DOCUMENT PASSAGE:
One can't help but wonder if they would have been recruited at all had President Cheney not invaded Iraq. I really think this starts with the Worst Administration Ever. It's on them as much as anyone else. Cheney et al can't go home and disappear too soon.
"Can you see why stuanch conservatives dont trust liberals to govern the country (particularly with respect to our national security) if they worry about the rights of these four idiots."
You have the wrong idiots. See the link below, those are the ones we're worried about.
http://news.nationalgeographic.com/news/2005/04/0408_050408_tv_dnadeath.html
If you are willing to give the state the right to execute innocent people, then that's an argument. But you can't pretend that the system is perfect--which is exactly what it would have to be to not kill anyone who was innocent.
If conservatives ever acknowledged the system is flawed and allowed such common sense measures as mandatory DNA testing (when there is such evidence) and proper legal representation in death penalty cases, then perhaps more people would have confidence in the system.
As such, our legal system for capital punishment is an absolute joke and a disgrace.
If the state is going to exact a punishment for which there is ability to correct for errors later on, then they damn well be prepared to administer it properly. Since we've proved utterly incapable at it, I cannot support it.
Whoops, I meant to say:
If the state is going to exact a punishment for which there is NO ability to correct for errors later on, then they damn well better be prepared to administer it properly. Since we've proved utterly incapable at it, I cannot support it.

TASK: Repeat the part of the capital punishment text that opens with the words containing "If conservatives ever" and closes with "and a disgrace.", substituting "forensic testing" for "DNA testing". The lines that come next have nothing to do with the capital punishment text.

Natural language descriptions of regions:
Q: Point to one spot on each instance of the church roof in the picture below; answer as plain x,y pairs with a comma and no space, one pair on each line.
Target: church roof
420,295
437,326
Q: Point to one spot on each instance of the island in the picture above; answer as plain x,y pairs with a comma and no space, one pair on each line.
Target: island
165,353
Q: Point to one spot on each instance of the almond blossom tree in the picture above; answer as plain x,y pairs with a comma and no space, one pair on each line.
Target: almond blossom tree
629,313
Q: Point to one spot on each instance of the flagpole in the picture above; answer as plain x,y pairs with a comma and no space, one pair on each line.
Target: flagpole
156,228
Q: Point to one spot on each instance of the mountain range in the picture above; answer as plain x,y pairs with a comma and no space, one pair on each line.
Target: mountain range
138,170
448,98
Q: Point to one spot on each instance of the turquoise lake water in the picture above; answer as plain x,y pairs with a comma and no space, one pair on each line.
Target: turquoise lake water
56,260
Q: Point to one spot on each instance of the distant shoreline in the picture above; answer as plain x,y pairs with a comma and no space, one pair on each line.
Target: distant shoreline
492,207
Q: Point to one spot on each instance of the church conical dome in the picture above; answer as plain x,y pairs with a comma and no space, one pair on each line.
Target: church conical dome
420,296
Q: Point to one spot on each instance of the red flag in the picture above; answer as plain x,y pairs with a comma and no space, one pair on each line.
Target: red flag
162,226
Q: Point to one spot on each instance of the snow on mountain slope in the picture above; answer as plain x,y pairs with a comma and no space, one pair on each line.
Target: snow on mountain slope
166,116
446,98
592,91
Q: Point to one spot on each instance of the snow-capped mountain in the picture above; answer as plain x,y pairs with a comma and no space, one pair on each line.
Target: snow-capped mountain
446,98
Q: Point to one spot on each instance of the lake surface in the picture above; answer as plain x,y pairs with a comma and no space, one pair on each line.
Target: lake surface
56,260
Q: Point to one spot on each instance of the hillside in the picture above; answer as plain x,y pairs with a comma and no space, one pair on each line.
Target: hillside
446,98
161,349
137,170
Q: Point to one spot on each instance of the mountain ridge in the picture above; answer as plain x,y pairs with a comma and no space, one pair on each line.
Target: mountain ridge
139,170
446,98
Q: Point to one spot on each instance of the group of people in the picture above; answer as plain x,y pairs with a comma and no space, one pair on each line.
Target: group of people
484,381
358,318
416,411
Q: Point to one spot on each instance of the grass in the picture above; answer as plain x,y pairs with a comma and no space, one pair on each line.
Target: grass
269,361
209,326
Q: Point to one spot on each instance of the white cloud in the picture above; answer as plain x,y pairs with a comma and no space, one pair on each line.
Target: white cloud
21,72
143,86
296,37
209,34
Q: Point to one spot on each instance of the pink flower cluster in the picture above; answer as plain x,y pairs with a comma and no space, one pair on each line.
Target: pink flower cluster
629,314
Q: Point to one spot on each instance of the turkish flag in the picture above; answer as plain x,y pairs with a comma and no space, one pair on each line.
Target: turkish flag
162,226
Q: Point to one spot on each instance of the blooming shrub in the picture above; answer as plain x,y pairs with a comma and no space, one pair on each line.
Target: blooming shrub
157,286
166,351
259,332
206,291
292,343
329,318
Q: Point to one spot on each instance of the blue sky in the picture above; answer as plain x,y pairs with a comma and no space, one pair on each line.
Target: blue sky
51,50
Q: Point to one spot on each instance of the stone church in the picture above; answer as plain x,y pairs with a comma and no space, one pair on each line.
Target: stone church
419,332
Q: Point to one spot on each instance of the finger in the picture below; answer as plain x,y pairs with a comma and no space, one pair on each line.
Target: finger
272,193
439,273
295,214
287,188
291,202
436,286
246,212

ANSWER FOR THIS EXERCISE:
If conservatives ever acknowledged the system is flawed and allowed such common sense measures as mandatory forensic testing (when there is such evidence) and proper legal representation in death penalty cases, then perhaps more people would have confidence in the system.
As such, our legal system for capital punishment is an absolute joke and a disgrace.